Set task: Copy every row below word for word, leaving the pictures out of your copy.

Material shown:
┄┄┄┄┄┄

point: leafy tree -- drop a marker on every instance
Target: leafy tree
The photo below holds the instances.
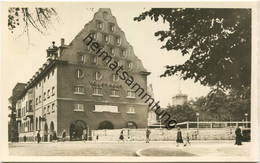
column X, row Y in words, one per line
column 218, row 42
column 182, row 113
column 38, row 18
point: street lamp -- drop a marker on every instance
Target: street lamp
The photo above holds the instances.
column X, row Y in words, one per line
column 246, row 118
column 198, row 118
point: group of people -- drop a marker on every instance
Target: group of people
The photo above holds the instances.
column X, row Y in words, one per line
column 148, row 133
column 53, row 136
column 179, row 139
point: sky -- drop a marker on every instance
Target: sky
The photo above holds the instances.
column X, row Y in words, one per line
column 22, row 58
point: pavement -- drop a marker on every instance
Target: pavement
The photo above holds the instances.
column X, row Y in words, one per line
column 132, row 148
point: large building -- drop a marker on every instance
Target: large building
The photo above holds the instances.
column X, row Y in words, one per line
column 74, row 90
column 179, row 99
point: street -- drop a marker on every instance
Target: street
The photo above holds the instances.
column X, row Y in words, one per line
column 155, row 148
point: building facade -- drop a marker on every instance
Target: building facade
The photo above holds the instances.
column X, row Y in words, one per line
column 74, row 91
column 179, row 99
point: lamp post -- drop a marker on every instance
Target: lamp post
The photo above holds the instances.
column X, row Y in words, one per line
column 246, row 118
column 198, row 118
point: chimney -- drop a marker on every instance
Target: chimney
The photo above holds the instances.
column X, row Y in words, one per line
column 62, row 42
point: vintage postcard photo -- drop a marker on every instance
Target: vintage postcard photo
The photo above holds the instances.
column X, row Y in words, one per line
column 129, row 81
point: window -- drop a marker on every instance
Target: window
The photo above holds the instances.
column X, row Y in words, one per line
column 82, row 59
column 94, row 35
column 124, row 53
column 106, row 108
column 79, row 90
column 97, row 91
column 115, row 77
column 48, row 109
column 79, row 74
column 105, row 15
column 53, row 91
column 44, row 96
column 130, row 94
column 131, row 110
column 52, row 107
column 118, row 40
column 95, row 60
column 99, row 25
column 114, row 93
column 98, row 76
column 130, row 65
column 106, row 38
column 112, row 27
column 78, row 107
column 112, row 51
column 48, row 93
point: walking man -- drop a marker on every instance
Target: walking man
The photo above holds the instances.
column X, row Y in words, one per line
column 63, row 135
column 238, row 136
column 179, row 137
column 148, row 132
column 38, row 137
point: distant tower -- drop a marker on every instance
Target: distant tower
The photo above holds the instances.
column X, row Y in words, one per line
column 180, row 98
column 151, row 113
column 52, row 51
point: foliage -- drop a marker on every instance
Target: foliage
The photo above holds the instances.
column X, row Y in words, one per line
column 182, row 113
column 218, row 42
column 38, row 18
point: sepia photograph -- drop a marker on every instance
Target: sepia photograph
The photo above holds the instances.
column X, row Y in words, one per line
column 142, row 81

┄┄┄┄┄┄

Task result:
point: leafy tree -- drop a marker on every instance
Target: leafy tree
The photo below holds the instances.
column X, row Y in words, one per line
column 218, row 42
column 182, row 113
column 38, row 18
point: street lamp -- drop a marker on every instance
Target: street lamp
The photo above holds the instances.
column X, row Y in words, one per line
column 246, row 118
column 198, row 118
point: group of people -- drop a marker on every instance
Target: group of people
The photo above holds the instances.
column X, row Y in words, one per line
column 148, row 133
column 53, row 136
column 179, row 139
point: sky -- drop a marker on every instance
Target: sky
The photo above holds the instances.
column X, row Y in words, one per line
column 22, row 58
point: pavement -- drop a marker on every instance
Target: pavement
The photo above holds the instances.
column X, row Y in words, one per line
column 132, row 148
point: large building -- drop a marker on every instance
Target: large building
The photo above holds the instances.
column X, row Y in words, one per line
column 74, row 90
column 179, row 99
point: street -- drop a marker on every instance
Target: street
The photo above holds the instances.
column X, row Y in words, one per line
column 155, row 148
point: building facade -- drop a marker on every instance
Target: building facade
The photo above holds the instances.
column X, row Y in words, one per line
column 74, row 91
column 179, row 99
point: lamp post -- drop a marker on every instance
Target: lamp post
The photo above holds the instances.
column X, row Y in words, one per line
column 246, row 118
column 198, row 118
point: chimney -- drop a marker on every instance
Target: chimney
The photo above holds the instances.
column X, row Y in words, one per line
column 62, row 42
point: vintage postcard photo -- drop a marker on every instance
Target: vintage postcard photo
The photo above holds the instances.
column X, row Y in words, one per line
column 129, row 81
point: window -- drop a marker on every instance
Target: window
The photo above holds the instances.
column X, row Y in words, one per line
column 82, row 59
column 94, row 35
column 124, row 53
column 106, row 108
column 79, row 90
column 97, row 91
column 115, row 77
column 48, row 109
column 79, row 74
column 105, row 15
column 53, row 91
column 44, row 96
column 130, row 94
column 131, row 110
column 52, row 107
column 118, row 40
column 95, row 60
column 99, row 25
column 114, row 93
column 98, row 76
column 130, row 65
column 106, row 38
column 112, row 27
column 78, row 107
column 112, row 51
column 48, row 93
point: walking man -- drop a marker on every instance
Target: walking man
The photo above holds the instances.
column X, row Y in words, one per line
column 63, row 135
column 238, row 136
column 179, row 137
column 148, row 132
column 38, row 137
point: distant tower -- drop a marker on every instance
Target: distant tower
The photo above holds the instances.
column X, row Y in words, one per line
column 180, row 98
column 151, row 113
column 52, row 51
point: foliage -- drop a marker on every instance
Target: foliage
The photo above holds the instances.
column X, row Y in words, one per line
column 182, row 113
column 218, row 42
column 38, row 18
point: sepia photograph -- drop a marker on every instance
Target: sepia photograph
The photo above holds the instances.
column X, row Y in words, one per line
column 142, row 81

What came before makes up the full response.